Copy each of the rows below word for word, line by line, omitting the pictures.

> [ROWS]:
=======

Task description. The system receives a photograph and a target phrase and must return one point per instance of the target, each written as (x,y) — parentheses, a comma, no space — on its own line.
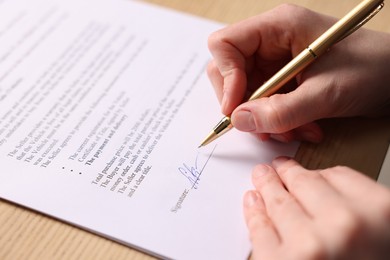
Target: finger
(216,79)
(282,208)
(261,229)
(308,187)
(329,210)
(281,113)
(310,132)
(368,196)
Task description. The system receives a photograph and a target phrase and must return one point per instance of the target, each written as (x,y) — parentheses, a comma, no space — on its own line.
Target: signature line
(204,166)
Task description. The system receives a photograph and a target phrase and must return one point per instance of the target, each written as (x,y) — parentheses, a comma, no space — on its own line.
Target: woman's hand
(336,213)
(352,79)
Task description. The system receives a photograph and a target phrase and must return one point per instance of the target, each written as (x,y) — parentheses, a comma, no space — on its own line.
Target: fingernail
(280,160)
(260,170)
(311,137)
(244,121)
(280,138)
(251,198)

=======

> [RESULT OF THE TASK]:
Task description. The system receives a photograph and a target phrase and must return one point per instance of the target, each written as (x,y) — parentheses, a comma, no space — on its own line.
Target: finger
(216,79)
(282,208)
(261,229)
(308,187)
(329,210)
(281,113)
(310,132)
(368,196)
Task description. The system receives a photograph and a target phrase and must return one point per instance of the target, each written as (x,y) — parentheses, a comma, no space — on its own line.
Target: signature line
(204,166)
Task description. The system receives a photograph and a target phrase and must return one point per instance of the target, each written as (x,y) — parentheses, a comma, no space — on its own line.
Target: woman's hand
(336,213)
(352,79)
Task description. The system receives a photograph and a target phrase and must return one point per instance of the target, each written as (x,y) — parentheses, a comma, no space — on its own line.
Target: fingernail
(280,160)
(260,170)
(311,137)
(244,121)
(280,138)
(251,198)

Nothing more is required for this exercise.